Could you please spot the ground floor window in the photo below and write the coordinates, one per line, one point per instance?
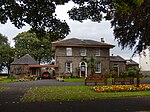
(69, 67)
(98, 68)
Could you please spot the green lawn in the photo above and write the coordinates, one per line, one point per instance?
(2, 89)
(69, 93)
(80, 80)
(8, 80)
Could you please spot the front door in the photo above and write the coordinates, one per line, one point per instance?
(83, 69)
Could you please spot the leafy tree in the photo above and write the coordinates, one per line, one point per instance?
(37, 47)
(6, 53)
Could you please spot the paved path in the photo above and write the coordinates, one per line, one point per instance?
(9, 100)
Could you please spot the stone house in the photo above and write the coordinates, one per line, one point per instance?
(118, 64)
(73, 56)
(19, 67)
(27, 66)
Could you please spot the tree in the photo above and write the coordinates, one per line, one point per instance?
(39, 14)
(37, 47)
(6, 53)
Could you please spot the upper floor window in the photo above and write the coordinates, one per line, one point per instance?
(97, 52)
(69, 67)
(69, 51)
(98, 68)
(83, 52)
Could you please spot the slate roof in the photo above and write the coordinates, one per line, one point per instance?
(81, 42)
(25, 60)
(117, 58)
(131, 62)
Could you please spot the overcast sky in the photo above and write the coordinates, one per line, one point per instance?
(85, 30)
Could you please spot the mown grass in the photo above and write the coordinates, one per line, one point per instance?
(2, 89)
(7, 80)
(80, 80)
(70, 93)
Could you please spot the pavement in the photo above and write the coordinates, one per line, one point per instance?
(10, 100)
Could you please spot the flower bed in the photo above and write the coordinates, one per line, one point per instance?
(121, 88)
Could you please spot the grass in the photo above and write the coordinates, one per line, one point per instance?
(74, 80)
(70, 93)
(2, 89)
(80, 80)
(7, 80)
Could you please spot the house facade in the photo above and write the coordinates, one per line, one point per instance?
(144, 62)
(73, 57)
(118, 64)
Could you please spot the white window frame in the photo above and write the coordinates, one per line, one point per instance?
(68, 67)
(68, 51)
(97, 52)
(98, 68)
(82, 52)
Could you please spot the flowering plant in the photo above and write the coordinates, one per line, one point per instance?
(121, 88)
---+---
### Task directions
Could you rewrite the items from the line with "Could you please spot the grass" through the end, swapping "coordinates" for "positions" and leaving everything else the same?

### Exercise output
Could you please spot the grass in the photo above and write the positions, one per line, one point per instance?
(74, 80)
(70, 93)
(2, 89)
(80, 80)
(7, 80)
Could you please spot the house facade in the photo above and write the positions, one per line, one point per instance?
(144, 62)
(73, 57)
(118, 64)
Could you please spot the white window frame in the photo above and write the positions, one per line, one point per instance?
(68, 67)
(68, 51)
(97, 52)
(98, 68)
(82, 52)
Could you please spot the flowering plant in the photo above and write the positions, one per line, one point per instance?
(121, 88)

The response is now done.